▶ [Exercise requirements]
Collect every line in the records below that contains the word "negative", and copy each one in full.

▶ [Given data]
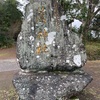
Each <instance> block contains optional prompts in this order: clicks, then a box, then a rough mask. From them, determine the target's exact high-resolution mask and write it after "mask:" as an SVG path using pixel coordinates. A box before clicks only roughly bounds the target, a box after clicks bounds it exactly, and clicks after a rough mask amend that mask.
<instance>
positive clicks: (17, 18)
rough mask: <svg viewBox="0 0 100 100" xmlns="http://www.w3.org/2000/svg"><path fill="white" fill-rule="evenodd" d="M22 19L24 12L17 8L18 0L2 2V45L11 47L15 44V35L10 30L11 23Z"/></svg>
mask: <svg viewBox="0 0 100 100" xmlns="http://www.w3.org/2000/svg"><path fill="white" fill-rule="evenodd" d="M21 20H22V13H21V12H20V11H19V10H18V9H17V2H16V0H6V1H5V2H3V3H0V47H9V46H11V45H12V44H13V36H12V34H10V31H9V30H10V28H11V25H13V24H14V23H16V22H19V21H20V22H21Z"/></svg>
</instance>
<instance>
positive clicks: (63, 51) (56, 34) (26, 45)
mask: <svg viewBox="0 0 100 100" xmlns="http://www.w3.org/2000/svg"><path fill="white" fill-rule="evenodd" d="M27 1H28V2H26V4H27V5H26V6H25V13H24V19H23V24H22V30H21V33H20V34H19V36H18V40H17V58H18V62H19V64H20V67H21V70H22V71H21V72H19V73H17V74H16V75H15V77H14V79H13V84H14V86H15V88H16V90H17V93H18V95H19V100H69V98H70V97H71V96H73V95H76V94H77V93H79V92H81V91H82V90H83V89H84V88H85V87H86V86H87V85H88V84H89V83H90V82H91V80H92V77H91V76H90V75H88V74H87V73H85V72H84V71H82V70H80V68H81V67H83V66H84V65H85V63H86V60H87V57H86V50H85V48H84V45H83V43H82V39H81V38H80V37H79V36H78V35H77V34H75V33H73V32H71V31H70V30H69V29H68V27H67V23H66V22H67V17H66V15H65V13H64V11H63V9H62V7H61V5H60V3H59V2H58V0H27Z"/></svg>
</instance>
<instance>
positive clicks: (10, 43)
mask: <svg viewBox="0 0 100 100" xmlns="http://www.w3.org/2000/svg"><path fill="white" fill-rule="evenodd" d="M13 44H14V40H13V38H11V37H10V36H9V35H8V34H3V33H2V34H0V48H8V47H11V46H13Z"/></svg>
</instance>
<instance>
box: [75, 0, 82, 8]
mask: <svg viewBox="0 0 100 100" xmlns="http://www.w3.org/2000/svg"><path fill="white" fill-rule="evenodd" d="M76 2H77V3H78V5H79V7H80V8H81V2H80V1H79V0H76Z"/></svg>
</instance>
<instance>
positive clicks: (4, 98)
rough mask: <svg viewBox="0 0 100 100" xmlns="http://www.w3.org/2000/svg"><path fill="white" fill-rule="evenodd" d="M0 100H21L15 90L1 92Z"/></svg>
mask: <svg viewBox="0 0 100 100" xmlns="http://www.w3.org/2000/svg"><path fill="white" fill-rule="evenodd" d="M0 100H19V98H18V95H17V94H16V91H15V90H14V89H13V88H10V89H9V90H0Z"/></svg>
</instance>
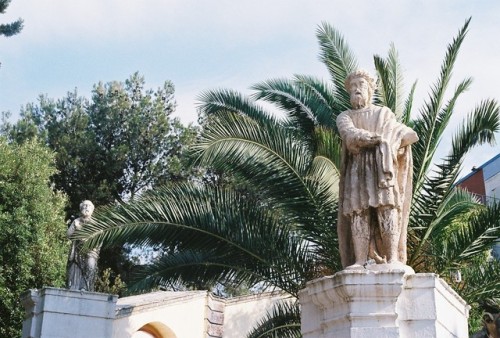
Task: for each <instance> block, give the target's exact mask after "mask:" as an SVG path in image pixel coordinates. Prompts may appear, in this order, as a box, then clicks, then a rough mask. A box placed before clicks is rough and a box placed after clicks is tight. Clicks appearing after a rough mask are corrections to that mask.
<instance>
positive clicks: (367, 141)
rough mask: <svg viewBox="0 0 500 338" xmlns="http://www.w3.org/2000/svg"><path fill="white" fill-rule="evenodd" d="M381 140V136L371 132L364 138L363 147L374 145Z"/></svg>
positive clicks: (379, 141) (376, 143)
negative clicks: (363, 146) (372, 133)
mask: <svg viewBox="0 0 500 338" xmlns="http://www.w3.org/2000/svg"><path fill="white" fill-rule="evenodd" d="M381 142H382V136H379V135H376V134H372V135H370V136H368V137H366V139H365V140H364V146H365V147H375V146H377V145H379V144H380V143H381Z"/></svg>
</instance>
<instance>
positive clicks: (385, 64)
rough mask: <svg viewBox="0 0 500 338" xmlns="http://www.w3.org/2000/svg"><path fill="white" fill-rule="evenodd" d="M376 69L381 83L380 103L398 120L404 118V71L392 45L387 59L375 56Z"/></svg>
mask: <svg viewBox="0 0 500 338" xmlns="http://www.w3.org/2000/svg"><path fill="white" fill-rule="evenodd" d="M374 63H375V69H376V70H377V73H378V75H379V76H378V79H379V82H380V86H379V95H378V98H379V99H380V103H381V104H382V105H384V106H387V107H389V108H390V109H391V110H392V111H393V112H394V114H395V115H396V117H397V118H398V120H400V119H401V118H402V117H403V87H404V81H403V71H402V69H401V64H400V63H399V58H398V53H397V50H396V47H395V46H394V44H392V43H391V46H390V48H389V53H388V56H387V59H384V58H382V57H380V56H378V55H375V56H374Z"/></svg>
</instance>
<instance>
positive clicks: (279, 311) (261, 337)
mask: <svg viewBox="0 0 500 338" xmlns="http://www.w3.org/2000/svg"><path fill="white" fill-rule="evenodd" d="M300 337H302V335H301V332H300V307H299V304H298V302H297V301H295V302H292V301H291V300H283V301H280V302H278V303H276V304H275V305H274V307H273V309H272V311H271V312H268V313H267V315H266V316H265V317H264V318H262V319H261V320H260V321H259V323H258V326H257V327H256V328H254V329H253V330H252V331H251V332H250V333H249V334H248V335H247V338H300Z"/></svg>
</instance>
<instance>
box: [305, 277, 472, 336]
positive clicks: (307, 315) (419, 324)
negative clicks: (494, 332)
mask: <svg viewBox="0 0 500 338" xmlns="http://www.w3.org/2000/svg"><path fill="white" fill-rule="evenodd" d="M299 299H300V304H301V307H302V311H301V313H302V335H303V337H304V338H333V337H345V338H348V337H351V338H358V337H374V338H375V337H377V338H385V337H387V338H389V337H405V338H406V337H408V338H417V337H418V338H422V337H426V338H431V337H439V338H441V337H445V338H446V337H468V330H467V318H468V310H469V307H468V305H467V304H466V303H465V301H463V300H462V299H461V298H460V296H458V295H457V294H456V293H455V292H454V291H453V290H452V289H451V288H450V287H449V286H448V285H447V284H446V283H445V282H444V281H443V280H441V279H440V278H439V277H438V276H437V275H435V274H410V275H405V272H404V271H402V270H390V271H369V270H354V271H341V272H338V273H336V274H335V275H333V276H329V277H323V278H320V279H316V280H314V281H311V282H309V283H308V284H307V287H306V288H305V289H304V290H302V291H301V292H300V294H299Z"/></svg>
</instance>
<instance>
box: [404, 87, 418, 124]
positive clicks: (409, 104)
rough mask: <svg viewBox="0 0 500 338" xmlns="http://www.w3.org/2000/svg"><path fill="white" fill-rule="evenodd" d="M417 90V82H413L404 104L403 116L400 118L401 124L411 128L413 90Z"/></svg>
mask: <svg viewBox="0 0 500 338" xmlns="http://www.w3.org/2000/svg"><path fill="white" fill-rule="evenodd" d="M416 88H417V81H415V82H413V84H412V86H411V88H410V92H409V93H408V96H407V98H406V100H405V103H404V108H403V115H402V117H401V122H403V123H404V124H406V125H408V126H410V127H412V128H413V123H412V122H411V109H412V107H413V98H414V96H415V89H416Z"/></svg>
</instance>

▶ [Answer section]
negative clicks: (363, 146) (372, 133)
negative clicks: (494, 332)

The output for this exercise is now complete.